ASSIGNMENT: In the text on ovarian cysts below, how is an ovarian cyst defined?

━━ SOURCE TEXT ━━

Ovarian cysts usually don’t have symptoms, are very small, and go away on their own.

Sometimes benign (not cancerous) ovarian cysts can get big enough that they cause symptoms, including:

  • bloating, pressure, or pain in your belly or pelvis that can be dull or sharp, and can come and go 
  • needing to pee more often
  • trouble finishing a pee or poop
  • pain during sex or during your period
  • nausea and vomiting 
  • unusual vaginal bleeding (for you)
  • unexplained weight gain
  • breast tenderness

So, what size of ovarian cyst is dangerous? There’s no exact size that’s dangerous. What matters is if it’s causing symptoms that bother you and whether or not it’s cancerous.

If you’re having symptoms that bother you, make an appointment at your nearest Planned Parenthood health center

It’s rare, but an ovarian cyst can cause sudden symptoms if it breaks open (ruptures) . If you feel sudden, intense pain on one side of your belly, are vomiting, feel faint, or have a fever, get medical help right away.

What is an ovarian cyst?

An ovarian cyst is a sac of fluid in or on an ovary. Most ovarian cysts are tiny, but they can range in size — from a fraction of an inch to several inches. 

Ovarian cysts are super common and usually nothing to worry about. But occasionally they grow bigger and don’t go away, which can cause problems.  

Who gets ovarian cysts?

Most people with ovaries have cysts at some point. You may be more likely to get ovarian cysts if you:

Ovarian cysts are less common in people who have been through menopause. But when postmenopausal people get an ovarian cyst, it has a greater risk of being cancerous and causing ovarian cancer. Still, ovarian cancer is pretty rare at any age.

What causes ovarian cysts?

The most common type of ovarian cyst grows when you ovulate. It happens if the follicle from your ovary either doesn’t release an egg or doesn’t shrink down after releasing an egg, then builds up into a cyst.

Other causes:

  • If you have endometriosis, ovarian cysts can form because tissue that’s similar to the kind that lines the inside your uterus grows outside it. This tissue can attach to your ovaries and form cysts.
  • If you have PCOS, your ovaries produce hormones that cause many small cysts to form.
  • If you have an infection in your reproductive organs and the infection spreads to your ovaries, it can lead to cysts.
  • If you’re pregnant, your body produces high levels of hormones that can create cysts on an ovary to support the pregnancy until the placenta forms. Usually the cysts go away after your placenta forms, but if they don't it can become a problem.
  • Some people are born with ovarian tissue that grew into a cyst. It can contain tissues that aren’t from your ovary, like fat cells, hair, teeth, skin, and bone. Unless it causes symptoms, you might never know you have it.

━━━
━━ INFORMATION PROVIDED ━━

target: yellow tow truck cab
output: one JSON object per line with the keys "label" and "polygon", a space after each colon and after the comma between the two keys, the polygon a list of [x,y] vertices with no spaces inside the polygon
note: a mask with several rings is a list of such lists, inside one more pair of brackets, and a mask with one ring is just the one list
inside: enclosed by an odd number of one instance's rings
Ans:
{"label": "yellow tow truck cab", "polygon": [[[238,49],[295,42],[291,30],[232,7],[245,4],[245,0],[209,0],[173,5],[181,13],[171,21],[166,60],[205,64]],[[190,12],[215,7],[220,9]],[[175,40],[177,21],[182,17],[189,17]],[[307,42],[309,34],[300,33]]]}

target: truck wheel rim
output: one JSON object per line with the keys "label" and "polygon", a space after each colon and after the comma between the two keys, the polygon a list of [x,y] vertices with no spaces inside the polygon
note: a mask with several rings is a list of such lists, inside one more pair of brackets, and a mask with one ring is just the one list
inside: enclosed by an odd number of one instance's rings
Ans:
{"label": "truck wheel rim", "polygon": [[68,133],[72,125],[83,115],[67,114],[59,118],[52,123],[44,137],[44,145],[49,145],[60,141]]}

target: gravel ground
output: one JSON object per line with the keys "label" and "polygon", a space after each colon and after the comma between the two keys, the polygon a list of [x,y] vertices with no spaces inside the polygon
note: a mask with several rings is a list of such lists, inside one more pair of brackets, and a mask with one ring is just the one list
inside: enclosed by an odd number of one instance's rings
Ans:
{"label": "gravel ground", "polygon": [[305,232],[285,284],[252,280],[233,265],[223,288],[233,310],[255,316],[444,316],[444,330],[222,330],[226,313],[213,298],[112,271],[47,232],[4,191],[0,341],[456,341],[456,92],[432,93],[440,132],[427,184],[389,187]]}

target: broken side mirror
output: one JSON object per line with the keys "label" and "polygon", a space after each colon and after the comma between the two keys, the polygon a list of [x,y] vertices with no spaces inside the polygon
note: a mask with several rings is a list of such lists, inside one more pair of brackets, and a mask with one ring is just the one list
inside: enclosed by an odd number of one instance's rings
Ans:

━━━

OUTPUT OF THE TASK: It is a sac of fluid in or on an ovary.